Job: Edit the records starting at the beginning and ending at the line that contains "415;344;630;858": rewrite those lines with "axis-aligned rectangle" changed to "axis-aligned box" and everything else left as it is.

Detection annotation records
»»
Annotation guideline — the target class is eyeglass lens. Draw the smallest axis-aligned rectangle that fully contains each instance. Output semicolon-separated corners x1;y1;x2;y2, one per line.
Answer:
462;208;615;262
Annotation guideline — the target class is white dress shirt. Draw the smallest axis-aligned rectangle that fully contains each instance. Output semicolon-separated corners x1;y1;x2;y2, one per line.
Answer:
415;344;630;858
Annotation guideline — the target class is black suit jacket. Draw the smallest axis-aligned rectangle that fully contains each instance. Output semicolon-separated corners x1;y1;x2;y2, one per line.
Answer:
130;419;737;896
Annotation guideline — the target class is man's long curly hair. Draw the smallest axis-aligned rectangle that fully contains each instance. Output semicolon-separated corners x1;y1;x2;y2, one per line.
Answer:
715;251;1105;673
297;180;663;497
««
The response:
Annotation guideline — the target class is eyeglass lens. Draw the smallest axis-aligned box that fully contains each instance. Output semicolon-separated corners x1;y1;x2;y2, one per line.
Answer:
462;208;615;262
Annotation guideline — the target class is white dress shirt. Draw the smallest axis-aligned box that fully contains each instance. Output semicolon-separated corners x1;y1;x2;y2, one per line.
Answer:
415;344;630;858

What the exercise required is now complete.